Text block:
Content starts

Business-ready versus investment-ready startups
By Gabey Goh November 4, 2014
- Businesses of the future versus existing businesses that need to scale
- Is Malaysia’s startup ecosystem one or the other, or do we need to be both?
DURING a break at last month’s MaGIC Startup Academy launch event in Cyberjaya, I found myself having a pretty interesting conversation with Bobby Liu.
Liu is a Singaporean who currently calls Hanoi in Vietnam home. He spends much of his time incubating startups at co-working hub Hub.IT, and is the founder of Asia Startups, a platform to connect entrepreneurs.
With a mission to build a great entrepreneurial ecosystem in Hanoi, Liu shared with me that he is facing a dilemma of sorts. Due to the hard work being put into nurturing Vietnamese startups, investors have taken notice and are keen to play a part in the funding pipeline.
The question is: How do you accept such funding partners that would invariably zero in on only a handful of startups or particular market segments, whilst keeping the programme open, inclusive, and independent?
“Ideally, I'd like to have an independent incubator without the funding element,” Liu (pic) said.
“I know that people need to be paid at some point, but with having a ‘vested-interest’ incubator, the pressure is in churning out investable startups so as to create value for the investors backing the programme,” he added.
Liu was at the tail-end of solving this problem when I met him. However, a comment he made about wanting to help “build business-ready startups, not investment-ready ones” really got me thinking.
So, what’s the difference between business-ready and investment-ready?
When asked, StartupMalaysia.org founder Dhakshinamoorthy Balakrishnan noted that a startup is, by definition, an experiment with some hypothesis it aims to test.
“It is therefore a temporary organisation which is in search of a repeatable business model. Once the hypothesis is validated and a reliable and repeatable business model found, the startup ceases to be one. It becomes a company or business-ready,” he said.

Content ends

Source data:
Content starts

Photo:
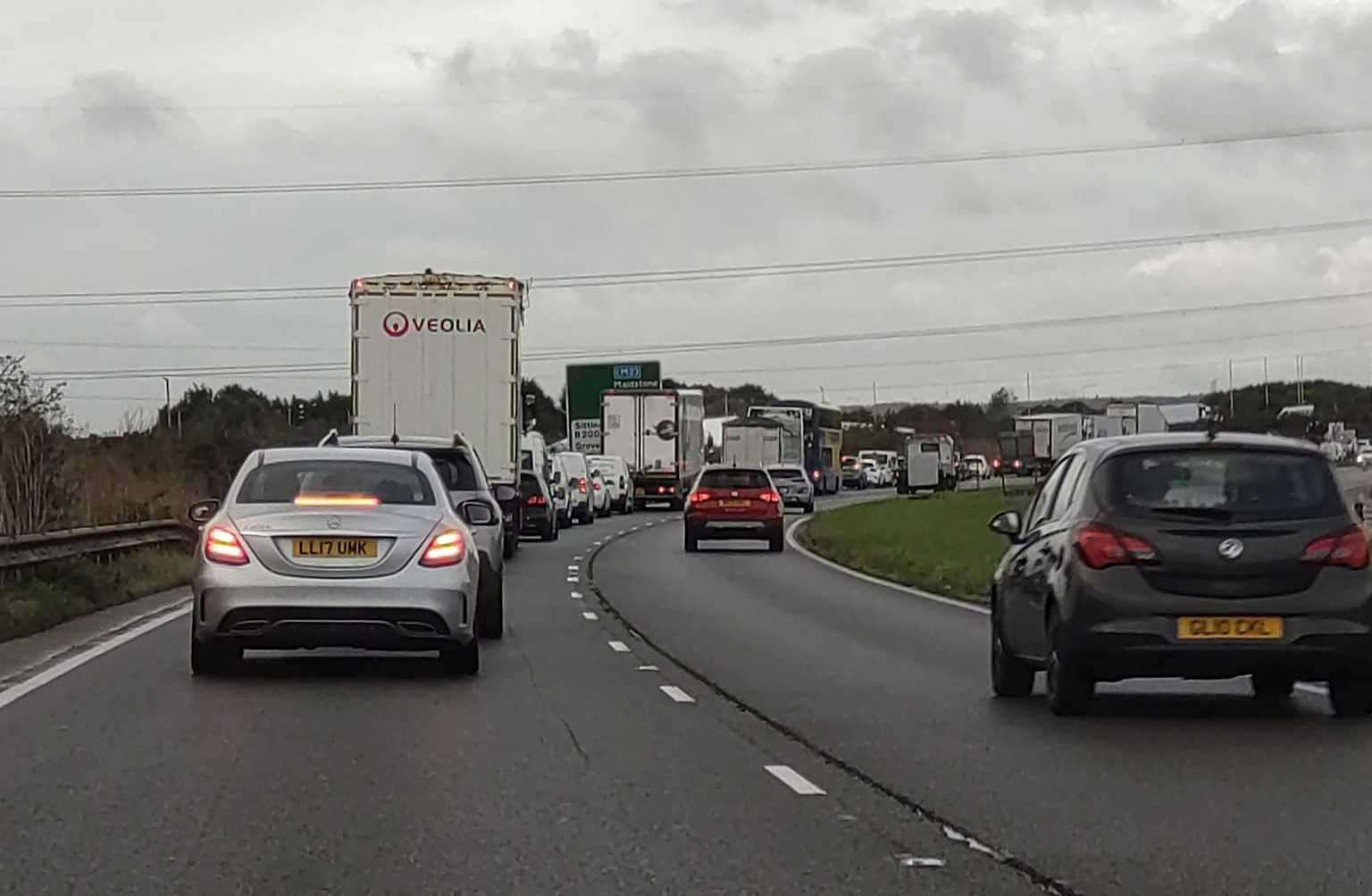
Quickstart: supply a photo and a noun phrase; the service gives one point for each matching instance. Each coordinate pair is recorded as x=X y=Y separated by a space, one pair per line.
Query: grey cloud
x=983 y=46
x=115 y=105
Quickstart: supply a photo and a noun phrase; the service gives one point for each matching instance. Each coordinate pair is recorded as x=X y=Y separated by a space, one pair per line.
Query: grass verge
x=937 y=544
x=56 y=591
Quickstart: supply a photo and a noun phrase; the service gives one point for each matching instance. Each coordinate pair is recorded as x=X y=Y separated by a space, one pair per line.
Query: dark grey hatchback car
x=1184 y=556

Content ends

What this exercise asks:
• A. In the article on business-ready versus investment-ready startups, what does Dhakshinamoorthy Balakrishnan say a startup is, by definition?
• B. Pick up the article on business-ready versus investment-ready startups after its final sentence and carry it forward.

Results by task:
• A. An experiment with some hypothesis it aims to test.

• B.
An investment-ready startup, on the other hand, needs money to expand or scale, although Dhakshinamoorthy also argued out that the lines between the two are usually blurred.
Liu readily admitted that his own definition of the two strides a fine line, as startups do have to possess some viable business plan before any investor will be interested.
However, he described ‘investment-ready startups’ as those that have disruptive ideas, may potentially change how we do things, have great potential (although not proven), and are sort of like a business of the future.
“The Internet of Things is one area where you see … [many] such startups,” he said.
Investment-ready startups are also those that have undergone a structured programme, satisfied all the requirement of the programme, met with all the key performance criteria, and possess the potential of a viable, and hopefully scalable, business model.
Business-ready startups, however, typically localise existing ideas, and are usually services-based and sector-specific, with solutions for ‘real-world problems.’ They usually have traction, with a product or service already tested in the market, and while they may not be quite scalable now, are looking for funding to help scale and expand.
“Typically, these startups have founders who have been around the block a couple of times already,” Liu said.
While startups going on to become giants is not something to be scoffed at, the fact remains that it take years, if not decades, for that to happen.
It really does boil down to a numbers game, and in the regional fight for mindshare and recognition as a startup hub. You need the quicker turnarounds vis-à-vis announcements of successful Series A, B or C rounds, and massive growth while patiently waiting for those IPOs (initial public offerings).
In the long-term big picture of building a mature ecosystem, you need both investment- and business-ready startups.
As Liu said, “There has to be a balance. Too many future businesses may result in unrealised endeavours, and too few will result in less innovation.”
Dhakshinamoorthy (pic) argued that the focus should be not on the type of startup in question, but rather, the people behind it.
“I've always maintained that the focus should be on individuals. We have to encourage, catalyse, and enable as many people as possible to take that leap into starting companies.
“Say 10,000 guys and gals want to be entrepreneurs; 1,000 will go on and start companies; 100 may survive; and 10 may become sustainable ventures. Out of this, one or two may become ‘buyable’ ventures or do an IPO,” he said.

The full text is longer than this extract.